■ **What the exercise asks**:
Could you repeat the material starting at the line containing "Trace white wall." and ending after the line containing "[51,0,226,74]", substituting "brass" for "gold" and leaving everything else unchanged?

■ **Record set**:
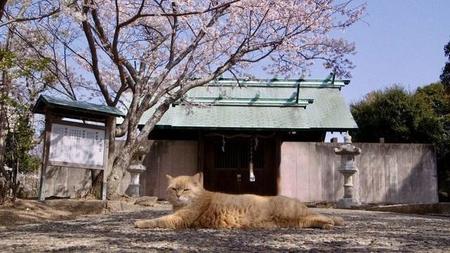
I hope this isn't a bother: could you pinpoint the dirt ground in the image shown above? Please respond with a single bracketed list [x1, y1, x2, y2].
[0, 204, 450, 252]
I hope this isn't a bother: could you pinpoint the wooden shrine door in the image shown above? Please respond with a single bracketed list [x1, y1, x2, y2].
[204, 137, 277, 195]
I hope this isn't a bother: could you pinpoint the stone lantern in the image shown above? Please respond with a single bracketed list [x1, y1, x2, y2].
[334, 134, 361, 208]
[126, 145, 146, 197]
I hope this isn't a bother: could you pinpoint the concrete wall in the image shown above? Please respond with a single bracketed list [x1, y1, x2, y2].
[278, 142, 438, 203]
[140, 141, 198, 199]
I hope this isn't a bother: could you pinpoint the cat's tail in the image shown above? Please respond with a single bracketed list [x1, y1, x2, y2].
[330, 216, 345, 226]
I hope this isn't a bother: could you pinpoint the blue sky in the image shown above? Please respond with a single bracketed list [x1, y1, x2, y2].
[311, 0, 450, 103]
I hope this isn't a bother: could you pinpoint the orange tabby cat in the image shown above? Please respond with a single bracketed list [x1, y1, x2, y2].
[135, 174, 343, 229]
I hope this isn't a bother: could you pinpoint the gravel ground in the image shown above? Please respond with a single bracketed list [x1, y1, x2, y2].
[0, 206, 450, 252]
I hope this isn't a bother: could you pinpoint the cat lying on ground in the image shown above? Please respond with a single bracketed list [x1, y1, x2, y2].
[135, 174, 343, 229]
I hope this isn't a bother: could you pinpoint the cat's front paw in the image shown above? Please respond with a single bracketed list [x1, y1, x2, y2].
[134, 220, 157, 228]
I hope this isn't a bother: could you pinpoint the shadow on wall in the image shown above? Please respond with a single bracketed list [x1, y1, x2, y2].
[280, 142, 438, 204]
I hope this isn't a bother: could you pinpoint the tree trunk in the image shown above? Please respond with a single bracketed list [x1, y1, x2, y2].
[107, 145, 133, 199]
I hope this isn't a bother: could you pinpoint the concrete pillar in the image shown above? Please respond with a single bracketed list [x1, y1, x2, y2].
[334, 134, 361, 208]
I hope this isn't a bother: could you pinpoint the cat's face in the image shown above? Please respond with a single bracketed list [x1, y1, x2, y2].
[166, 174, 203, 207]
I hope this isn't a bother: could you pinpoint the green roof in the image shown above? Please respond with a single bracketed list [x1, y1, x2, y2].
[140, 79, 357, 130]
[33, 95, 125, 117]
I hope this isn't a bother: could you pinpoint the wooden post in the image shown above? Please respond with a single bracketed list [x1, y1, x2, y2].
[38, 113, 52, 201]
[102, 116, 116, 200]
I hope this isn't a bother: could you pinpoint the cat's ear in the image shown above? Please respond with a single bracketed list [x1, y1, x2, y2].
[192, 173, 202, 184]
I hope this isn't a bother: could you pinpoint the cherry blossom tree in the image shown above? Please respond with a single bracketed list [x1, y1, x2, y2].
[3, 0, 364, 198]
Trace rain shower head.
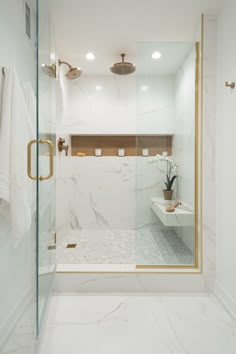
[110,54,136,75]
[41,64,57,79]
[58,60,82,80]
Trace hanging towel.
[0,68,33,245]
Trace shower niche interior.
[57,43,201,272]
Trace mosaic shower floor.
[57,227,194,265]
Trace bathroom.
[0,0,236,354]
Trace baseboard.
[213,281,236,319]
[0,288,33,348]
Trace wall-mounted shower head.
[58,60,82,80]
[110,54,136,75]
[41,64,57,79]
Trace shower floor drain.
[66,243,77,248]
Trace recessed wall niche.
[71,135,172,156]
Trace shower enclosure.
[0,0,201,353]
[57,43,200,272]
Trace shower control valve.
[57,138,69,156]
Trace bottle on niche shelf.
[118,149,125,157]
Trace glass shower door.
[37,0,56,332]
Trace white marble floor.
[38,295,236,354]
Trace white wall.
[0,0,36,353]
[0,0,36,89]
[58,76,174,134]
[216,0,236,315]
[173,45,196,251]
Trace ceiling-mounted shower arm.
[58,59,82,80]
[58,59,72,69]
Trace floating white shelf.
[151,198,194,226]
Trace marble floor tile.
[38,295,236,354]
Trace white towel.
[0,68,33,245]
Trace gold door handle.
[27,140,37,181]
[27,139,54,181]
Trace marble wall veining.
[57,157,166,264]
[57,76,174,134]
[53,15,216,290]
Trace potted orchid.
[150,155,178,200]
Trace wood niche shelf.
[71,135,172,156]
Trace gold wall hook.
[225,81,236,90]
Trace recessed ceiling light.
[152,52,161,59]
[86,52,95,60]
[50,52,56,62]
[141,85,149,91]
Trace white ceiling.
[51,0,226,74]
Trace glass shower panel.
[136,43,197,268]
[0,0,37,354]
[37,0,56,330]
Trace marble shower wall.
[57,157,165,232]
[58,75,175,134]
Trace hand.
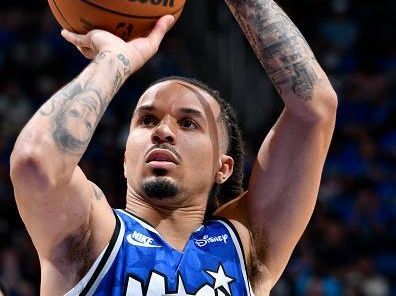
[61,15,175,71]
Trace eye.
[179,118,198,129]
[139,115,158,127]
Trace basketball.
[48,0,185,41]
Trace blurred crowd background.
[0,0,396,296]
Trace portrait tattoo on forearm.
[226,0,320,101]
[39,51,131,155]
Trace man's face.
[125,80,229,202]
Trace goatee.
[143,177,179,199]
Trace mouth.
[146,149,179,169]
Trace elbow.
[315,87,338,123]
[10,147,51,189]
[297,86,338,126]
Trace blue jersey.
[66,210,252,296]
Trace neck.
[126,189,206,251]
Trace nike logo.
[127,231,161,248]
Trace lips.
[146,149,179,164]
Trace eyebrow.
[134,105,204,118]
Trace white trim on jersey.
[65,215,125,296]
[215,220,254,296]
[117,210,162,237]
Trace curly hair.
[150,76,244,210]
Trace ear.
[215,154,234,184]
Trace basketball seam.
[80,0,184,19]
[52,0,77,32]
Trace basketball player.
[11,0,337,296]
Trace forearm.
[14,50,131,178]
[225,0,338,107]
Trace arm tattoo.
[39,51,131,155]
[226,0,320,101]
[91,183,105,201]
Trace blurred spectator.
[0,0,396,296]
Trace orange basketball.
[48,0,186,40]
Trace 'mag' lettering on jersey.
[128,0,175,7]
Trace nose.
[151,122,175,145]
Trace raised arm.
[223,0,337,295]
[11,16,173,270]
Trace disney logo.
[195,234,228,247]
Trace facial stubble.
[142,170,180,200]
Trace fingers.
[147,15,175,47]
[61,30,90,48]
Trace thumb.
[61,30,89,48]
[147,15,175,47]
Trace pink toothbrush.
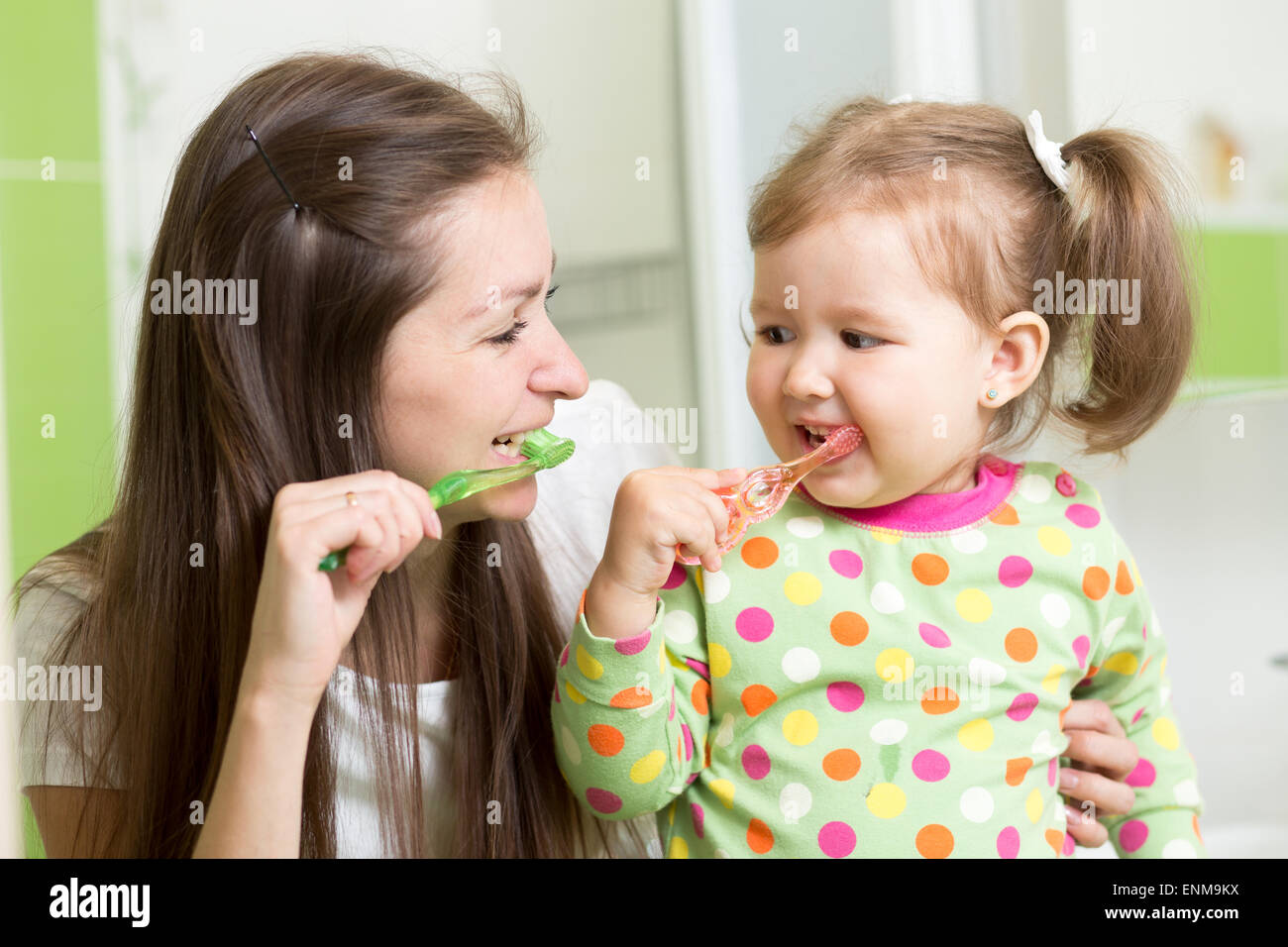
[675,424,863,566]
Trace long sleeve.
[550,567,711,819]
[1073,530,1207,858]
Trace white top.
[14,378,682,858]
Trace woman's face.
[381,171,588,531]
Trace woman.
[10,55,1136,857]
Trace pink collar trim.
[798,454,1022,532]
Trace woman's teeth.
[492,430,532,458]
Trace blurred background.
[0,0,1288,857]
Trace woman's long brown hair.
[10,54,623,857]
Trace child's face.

■ **Final result**:
Trace white wall.
[0,0,36,353]
[0,0,36,89]
[58,76,174,134]
[216,0,236,315]
[173,45,196,251]
Trace ceiling-mounted shower arm.
[58,59,82,80]
[58,59,72,69]
Trace floating white shelf.
[151,198,194,226]
Trace marble floor tile.
[38,295,236,354]
Trace white towel.
[0,68,33,245]
Trace brass door handle.
[27,140,37,181]
[27,139,54,181]
Trace marble wall veining.
[57,157,166,264]
[57,76,174,134]
[53,15,216,290]
Trace potted orchid.
[150,155,178,200]
Trace wood niche shelf.
[71,135,172,156]
Trace brass wall hook.
[225,81,236,90]
Trace recessed ceiling light.
[152,52,161,59]
[86,52,95,60]
[50,52,56,62]
[141,85,149,91]
Trace white ceiling.
[51,0,226,74]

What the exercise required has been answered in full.